Max Mosley and several other colleagues in the UM — including convicted Holocaust-denier Keith Gibson — had joined the unit, albeit separately, as part-time soldiers.
Mosley did not breach any Army regulations but as a result of the investigation, he was warned by his commanding officer not to engage in political activities while in uniform or training camps, while Gibson and another UM HQ official ‘resigned’.
Two months later Gibson, who described Max Mosley as ‘my friend’ (and even named his dog after him), was jailed for politically linked violence.
Sir Oswald Mosley is cited by NA’s founders as their inspiration and the group copied his Union Movement symbol for their own insignia
A personification of the Mosleyite ‘ideological conveyor belt’ is one David Ashton.
A teenage Mosley sympathiser, he says he was recruited by Max while they were both at Oxford, to help with Sir Oswald’s writings.
Ashton did so for almost two decades.
He would contribute to the UM’s vehemently racist Action newspaper and assist with the research and refinement of two of Sir Oswald’s books as well as a hagiographic biography of the fascist leader by Max’s Oxford friend, Robert Skidelsky, published in 1975.
Max Mosley, pictured in 1962
Max had introduced David Ashton to Skidelsky. Sir Oswald would later describe the pair as his own ‘young literary friends’. Now a retired teacher, Ashton told the Mail he was approached by Max Mosley ‘out of the blue’.
He said: ‘Soon after my arrival at Oxford (in 1958), Max asked me if I would like to earn some vacation money by typing and editing ‘Dad’s proposed paperback’.
‘Mosley had told Max to ask if I would help with what became Mosley: Right Or Wrong? and Max came across from Christ Church into Pembroke to find me with a financially tempting bonus.’
The undergraduate Ashton went to stay at Sir Oswald’s Paris home to complete the task.
Why is this significant now?
In the Action newspaper in September 1961, only weeks before such sentiments were echoed in Max Mosley’s racist Moss Side election pamphlet, Ashton wrote: ‘We should stop the introduction of contagious disease into Britain by immigrants.’
He also advocated that ‘coloured doctors’ should also be sent ‘home’.

[Entries taken from a collection]
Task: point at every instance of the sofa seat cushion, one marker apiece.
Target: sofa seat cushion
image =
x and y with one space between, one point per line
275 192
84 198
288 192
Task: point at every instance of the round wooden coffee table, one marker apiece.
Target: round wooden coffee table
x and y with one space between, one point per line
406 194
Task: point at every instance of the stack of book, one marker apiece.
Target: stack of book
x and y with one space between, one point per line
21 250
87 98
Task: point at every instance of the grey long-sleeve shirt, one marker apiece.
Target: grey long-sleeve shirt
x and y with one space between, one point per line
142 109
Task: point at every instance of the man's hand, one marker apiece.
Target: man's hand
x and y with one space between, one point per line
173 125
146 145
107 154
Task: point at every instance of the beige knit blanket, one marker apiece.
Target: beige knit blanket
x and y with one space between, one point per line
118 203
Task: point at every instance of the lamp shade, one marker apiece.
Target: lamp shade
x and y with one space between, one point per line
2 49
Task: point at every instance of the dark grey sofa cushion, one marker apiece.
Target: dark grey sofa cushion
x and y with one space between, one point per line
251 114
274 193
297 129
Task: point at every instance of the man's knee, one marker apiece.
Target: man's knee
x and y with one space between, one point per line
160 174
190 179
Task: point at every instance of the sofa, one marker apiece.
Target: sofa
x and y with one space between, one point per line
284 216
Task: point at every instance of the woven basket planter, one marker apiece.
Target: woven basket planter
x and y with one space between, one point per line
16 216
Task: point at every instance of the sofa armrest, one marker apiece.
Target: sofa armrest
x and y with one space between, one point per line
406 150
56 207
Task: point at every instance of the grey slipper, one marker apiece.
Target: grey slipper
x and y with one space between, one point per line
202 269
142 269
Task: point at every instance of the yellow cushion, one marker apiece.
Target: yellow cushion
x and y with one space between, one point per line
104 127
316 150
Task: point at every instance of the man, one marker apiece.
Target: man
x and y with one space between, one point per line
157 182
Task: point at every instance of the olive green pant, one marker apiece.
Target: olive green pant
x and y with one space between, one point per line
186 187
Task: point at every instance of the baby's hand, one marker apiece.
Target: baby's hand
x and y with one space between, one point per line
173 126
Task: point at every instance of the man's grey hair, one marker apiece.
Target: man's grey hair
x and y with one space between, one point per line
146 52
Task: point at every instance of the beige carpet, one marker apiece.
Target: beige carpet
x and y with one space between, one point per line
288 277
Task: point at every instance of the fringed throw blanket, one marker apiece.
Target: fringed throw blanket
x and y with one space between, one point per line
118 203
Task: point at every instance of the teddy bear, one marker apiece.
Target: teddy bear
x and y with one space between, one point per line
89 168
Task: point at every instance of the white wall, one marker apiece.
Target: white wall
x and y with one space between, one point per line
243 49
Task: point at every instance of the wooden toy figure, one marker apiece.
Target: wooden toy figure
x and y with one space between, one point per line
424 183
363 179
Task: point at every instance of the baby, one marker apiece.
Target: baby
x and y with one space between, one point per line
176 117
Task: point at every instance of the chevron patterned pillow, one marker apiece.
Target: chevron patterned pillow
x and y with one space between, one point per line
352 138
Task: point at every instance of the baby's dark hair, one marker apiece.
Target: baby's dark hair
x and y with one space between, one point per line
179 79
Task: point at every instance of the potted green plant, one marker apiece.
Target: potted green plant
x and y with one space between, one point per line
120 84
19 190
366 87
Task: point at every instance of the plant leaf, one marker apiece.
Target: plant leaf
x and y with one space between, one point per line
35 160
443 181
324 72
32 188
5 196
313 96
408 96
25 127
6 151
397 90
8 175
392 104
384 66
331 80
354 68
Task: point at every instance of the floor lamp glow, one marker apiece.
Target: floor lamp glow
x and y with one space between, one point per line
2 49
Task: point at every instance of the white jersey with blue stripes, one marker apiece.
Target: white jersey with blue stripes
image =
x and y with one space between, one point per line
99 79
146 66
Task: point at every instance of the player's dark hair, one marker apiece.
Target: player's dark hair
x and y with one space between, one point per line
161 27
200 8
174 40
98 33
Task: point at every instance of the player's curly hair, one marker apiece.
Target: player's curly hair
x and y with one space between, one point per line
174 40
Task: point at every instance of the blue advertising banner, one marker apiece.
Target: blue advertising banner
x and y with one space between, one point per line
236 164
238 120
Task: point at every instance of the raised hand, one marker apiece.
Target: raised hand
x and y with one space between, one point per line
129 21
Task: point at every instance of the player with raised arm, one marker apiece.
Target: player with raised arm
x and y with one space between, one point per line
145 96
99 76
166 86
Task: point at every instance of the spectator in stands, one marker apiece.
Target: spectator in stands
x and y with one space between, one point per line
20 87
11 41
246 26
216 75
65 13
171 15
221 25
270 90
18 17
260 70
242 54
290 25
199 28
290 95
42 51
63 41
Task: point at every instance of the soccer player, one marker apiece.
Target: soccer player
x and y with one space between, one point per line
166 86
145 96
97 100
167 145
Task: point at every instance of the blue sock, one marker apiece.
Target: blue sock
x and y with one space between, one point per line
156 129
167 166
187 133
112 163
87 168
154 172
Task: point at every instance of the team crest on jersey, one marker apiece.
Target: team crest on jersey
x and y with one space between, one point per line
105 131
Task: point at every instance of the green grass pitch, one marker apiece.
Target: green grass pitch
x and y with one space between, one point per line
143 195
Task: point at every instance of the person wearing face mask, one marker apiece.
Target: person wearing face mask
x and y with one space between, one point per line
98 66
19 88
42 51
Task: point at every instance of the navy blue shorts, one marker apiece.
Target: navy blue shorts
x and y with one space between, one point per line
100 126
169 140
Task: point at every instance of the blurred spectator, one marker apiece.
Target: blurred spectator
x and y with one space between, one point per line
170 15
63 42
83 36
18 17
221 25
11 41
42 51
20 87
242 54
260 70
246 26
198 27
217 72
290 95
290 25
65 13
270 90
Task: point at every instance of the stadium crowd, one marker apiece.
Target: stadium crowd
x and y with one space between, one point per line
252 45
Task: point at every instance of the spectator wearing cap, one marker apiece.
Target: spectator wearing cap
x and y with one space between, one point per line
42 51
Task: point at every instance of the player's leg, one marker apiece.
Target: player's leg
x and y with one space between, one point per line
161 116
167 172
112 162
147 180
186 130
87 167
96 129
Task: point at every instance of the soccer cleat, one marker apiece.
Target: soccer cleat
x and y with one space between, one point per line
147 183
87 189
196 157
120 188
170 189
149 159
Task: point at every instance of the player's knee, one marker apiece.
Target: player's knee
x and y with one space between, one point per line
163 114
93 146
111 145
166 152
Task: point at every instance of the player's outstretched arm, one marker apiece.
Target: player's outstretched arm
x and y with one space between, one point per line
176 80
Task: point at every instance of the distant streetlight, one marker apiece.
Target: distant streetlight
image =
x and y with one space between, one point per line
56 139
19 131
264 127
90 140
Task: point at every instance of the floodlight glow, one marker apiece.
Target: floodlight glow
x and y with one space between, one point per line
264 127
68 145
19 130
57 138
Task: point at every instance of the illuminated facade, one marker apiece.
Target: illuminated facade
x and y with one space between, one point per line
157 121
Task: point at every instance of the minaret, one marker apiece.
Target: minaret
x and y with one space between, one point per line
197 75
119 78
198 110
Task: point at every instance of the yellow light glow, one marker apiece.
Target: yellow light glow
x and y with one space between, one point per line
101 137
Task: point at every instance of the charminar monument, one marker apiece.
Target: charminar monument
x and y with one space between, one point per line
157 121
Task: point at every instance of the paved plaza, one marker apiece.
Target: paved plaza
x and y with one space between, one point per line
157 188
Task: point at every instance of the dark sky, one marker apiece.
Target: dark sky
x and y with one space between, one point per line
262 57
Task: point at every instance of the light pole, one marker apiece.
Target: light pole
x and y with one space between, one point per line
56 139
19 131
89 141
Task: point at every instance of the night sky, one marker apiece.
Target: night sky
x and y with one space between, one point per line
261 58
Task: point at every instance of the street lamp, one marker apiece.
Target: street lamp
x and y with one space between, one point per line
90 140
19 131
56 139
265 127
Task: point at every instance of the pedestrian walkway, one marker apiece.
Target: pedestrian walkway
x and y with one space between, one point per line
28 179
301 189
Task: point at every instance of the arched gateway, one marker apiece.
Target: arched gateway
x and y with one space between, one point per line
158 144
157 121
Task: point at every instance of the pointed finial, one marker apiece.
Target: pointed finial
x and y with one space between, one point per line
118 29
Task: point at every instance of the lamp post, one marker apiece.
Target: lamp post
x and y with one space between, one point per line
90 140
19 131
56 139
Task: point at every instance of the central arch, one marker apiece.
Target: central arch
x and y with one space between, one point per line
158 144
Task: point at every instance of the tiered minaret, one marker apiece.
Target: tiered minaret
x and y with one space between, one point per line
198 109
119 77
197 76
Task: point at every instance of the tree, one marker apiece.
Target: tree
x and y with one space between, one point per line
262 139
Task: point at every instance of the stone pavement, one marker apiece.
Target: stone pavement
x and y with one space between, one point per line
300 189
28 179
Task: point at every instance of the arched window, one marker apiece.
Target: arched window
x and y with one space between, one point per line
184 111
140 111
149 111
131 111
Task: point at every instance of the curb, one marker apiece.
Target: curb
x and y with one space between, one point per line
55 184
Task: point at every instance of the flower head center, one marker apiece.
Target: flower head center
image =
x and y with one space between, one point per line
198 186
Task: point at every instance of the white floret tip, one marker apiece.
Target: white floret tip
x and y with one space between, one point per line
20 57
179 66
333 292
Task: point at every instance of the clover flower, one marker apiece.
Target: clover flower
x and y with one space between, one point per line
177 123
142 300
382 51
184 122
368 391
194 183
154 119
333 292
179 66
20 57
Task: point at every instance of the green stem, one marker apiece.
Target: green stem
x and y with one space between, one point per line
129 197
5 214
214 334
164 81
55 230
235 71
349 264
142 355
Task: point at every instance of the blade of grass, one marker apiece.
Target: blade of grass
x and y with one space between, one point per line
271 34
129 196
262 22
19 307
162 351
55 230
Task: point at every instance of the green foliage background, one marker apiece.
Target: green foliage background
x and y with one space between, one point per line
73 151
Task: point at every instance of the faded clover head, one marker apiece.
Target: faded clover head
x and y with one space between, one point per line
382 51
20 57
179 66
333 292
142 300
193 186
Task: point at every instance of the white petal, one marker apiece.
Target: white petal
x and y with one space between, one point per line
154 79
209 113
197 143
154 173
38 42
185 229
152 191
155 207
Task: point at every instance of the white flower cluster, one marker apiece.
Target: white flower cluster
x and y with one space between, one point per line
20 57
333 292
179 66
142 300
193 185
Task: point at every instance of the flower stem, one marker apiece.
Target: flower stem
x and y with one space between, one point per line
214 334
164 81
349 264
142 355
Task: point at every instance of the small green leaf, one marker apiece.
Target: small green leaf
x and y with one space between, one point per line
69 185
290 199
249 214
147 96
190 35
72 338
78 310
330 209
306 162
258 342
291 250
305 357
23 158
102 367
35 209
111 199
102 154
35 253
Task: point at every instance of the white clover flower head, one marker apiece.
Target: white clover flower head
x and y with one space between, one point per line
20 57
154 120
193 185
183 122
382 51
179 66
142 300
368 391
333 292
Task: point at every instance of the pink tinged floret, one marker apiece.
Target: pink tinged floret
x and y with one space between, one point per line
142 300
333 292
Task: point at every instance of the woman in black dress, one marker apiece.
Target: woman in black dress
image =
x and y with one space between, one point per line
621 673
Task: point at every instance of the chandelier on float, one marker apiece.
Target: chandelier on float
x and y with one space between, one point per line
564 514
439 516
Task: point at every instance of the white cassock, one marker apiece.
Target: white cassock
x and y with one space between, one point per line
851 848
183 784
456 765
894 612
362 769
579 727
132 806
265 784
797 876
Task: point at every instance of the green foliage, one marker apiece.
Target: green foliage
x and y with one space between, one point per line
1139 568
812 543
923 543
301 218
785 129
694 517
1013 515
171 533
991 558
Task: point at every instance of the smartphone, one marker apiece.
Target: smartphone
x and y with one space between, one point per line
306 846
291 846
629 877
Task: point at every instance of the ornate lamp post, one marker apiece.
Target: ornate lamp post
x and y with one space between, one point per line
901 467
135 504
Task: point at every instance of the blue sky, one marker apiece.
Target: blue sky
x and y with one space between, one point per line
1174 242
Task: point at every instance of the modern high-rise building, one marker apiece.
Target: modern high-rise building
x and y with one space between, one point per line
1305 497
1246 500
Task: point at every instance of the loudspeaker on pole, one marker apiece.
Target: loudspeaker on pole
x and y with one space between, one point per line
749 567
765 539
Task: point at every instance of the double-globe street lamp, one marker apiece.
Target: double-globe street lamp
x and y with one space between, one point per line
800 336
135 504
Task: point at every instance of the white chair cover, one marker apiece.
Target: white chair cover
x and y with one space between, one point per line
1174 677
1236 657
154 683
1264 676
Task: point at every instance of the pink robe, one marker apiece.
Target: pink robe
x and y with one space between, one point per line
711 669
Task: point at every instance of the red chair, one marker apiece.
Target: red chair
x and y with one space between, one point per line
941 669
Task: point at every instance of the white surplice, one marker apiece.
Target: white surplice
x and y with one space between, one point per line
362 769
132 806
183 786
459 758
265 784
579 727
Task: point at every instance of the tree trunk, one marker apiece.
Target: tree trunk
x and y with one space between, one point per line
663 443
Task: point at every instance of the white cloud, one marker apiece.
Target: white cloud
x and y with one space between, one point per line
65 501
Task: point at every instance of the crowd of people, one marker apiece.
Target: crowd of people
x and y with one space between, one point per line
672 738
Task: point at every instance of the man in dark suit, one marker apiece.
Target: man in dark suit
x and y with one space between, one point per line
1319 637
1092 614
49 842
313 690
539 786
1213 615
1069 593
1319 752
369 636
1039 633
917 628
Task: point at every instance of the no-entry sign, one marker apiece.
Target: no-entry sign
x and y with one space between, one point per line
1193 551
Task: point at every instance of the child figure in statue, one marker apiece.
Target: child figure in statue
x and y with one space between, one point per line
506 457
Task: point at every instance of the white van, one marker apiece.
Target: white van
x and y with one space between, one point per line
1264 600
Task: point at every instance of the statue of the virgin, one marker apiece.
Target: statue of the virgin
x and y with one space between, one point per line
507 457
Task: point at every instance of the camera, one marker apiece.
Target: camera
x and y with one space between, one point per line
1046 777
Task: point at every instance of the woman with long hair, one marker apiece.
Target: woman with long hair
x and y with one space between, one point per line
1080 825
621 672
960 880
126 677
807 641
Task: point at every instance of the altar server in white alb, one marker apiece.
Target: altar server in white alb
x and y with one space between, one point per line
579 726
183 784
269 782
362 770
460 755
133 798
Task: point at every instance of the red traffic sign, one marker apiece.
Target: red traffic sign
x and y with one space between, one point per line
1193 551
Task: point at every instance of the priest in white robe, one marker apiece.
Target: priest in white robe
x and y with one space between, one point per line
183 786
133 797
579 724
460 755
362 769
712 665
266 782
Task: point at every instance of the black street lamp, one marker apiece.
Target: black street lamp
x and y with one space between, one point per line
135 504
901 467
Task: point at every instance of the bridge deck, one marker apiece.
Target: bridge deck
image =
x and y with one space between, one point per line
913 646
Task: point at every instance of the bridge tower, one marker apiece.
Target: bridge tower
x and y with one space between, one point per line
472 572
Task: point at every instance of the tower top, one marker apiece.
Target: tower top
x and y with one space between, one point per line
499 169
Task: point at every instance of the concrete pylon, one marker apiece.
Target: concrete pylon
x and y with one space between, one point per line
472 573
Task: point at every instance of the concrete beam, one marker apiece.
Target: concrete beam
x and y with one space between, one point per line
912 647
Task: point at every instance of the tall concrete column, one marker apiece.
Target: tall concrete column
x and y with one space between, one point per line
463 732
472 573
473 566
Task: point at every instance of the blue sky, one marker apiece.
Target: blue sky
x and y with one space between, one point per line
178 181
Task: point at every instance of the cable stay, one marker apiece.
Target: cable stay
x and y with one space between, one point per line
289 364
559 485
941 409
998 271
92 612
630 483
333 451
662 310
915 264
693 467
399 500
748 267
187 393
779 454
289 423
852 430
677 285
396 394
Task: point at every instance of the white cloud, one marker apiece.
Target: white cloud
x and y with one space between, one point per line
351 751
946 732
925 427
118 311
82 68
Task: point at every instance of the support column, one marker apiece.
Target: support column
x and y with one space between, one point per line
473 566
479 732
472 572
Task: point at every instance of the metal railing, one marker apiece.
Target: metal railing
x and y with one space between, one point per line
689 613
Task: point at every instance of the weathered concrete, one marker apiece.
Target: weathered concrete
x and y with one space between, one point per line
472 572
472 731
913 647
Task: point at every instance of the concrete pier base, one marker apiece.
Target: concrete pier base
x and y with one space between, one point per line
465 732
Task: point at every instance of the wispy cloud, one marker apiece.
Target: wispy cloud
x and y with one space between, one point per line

# [Exercises to complete]
**A.** Reproduce the passage on Max Mosley from "Mosley did not" up to and including "almost two decades.".
**B.** In the passage on Max Mosley, what did Keith Gibson name after him?

# [Problem solutions]
**A.**
Mosley did not breach any Army regulations but as a result of the investigation, he was warned by his commanding officer not to engage in political activities while in uniform or training camps, while Gibson and another UM HQ official ‘resigned’.
Two months later Gibson, who described Max Mosley as ‘my friend’ (and even named his dog after him), was jailed for politically linked violence.
Sir Oswald Mosley is cited by NA’s founders as their inspiration and the group copied his Union Movement symbol for their own insignia
A personification of the Mosleyite ‘ideological conveyor belt’ is one David Ashton.
A teenage Mosley sympathiser, he says he was recruited by Max while they were both at Oxford, to help with Sir Oswald’s writings.
Ashton did so for almost two decades.

**B.** His dog.